» **What to work on**:
Please rewrite every line of the records from the start up to and including the line with "[[191, 122]]", scaling each coordinate in the answers by 2 and rounding to whole numbers, with halves rounded up. Leave the pictures out.

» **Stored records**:

____________________

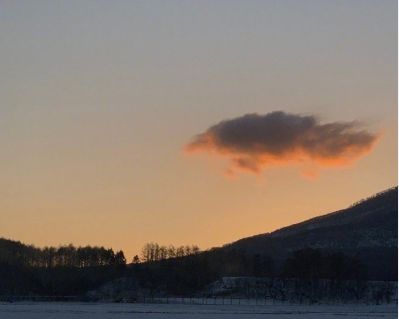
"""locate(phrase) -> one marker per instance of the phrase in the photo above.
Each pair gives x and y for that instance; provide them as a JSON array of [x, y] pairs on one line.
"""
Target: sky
[[191, 122]]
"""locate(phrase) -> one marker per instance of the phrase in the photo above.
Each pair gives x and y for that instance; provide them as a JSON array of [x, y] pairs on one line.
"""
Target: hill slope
[[367, 230]]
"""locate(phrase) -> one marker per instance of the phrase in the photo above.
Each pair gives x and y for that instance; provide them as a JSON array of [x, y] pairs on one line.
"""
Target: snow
[[42, 310]]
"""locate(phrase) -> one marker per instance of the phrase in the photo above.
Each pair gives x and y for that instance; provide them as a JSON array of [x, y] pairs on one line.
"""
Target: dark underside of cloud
[[253, 142]]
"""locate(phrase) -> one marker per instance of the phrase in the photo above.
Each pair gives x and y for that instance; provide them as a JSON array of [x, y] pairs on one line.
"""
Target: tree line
[[16, 253], [155, 252]]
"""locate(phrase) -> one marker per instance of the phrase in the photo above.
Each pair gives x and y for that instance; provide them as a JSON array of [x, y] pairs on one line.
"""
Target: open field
[[39, 310]]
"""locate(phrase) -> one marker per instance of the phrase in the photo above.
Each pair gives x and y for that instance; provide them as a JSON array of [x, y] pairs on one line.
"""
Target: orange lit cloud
[[254, 142]]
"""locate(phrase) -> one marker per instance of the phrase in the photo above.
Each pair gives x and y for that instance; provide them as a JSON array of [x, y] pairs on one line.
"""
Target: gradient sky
[[99, 98]]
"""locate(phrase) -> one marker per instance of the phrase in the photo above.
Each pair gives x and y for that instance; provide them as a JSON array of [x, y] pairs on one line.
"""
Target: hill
[[366, 230]]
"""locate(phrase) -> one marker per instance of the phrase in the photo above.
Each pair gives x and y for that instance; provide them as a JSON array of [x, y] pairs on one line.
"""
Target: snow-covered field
[[38, 310]]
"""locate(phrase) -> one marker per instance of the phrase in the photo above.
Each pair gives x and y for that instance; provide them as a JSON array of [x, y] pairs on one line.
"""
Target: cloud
[[254, 142]]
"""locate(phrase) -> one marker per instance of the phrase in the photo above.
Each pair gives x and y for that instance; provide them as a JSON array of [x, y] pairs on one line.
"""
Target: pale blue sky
[[99, 97]]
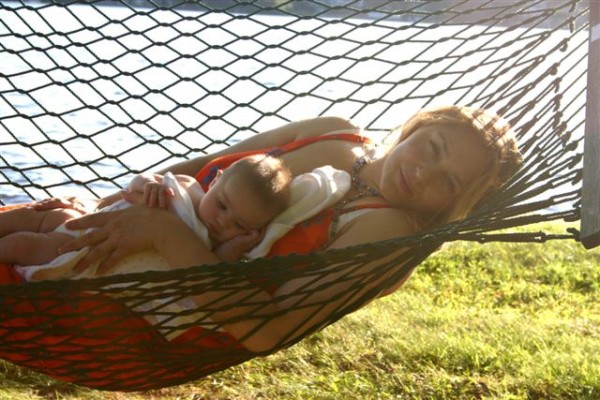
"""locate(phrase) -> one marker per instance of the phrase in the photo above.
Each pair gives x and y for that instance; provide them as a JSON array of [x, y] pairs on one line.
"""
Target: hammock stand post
[[590, 201]]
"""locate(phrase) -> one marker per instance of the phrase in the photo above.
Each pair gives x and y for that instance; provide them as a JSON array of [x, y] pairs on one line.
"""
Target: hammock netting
[[93, 92]]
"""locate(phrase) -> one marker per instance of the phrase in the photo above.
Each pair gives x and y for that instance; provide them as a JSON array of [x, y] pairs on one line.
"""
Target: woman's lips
[[403, 182]]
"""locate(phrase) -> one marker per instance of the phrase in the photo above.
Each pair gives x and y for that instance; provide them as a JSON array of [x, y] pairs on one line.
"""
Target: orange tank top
[[310, 235]]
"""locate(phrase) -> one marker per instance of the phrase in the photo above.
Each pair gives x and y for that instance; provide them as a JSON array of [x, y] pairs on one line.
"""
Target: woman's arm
[[274, 137]]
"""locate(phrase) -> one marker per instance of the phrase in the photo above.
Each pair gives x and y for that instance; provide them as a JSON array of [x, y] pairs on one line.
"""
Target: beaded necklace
[[362, 188]]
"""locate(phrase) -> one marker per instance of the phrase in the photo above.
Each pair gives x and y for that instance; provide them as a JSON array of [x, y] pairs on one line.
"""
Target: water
[[237, 75]]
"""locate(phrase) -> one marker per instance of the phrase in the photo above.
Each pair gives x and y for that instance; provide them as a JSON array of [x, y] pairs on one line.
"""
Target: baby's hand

____________________

» **Exercise response**:
"""locate(phrase) -> one marker per instance of the phrase in the photo above.
Each pair gives x and y for that instance; provide them as a JSON array of [x, y] pairs on one line.
"""
Target: sky
[[382, 244]]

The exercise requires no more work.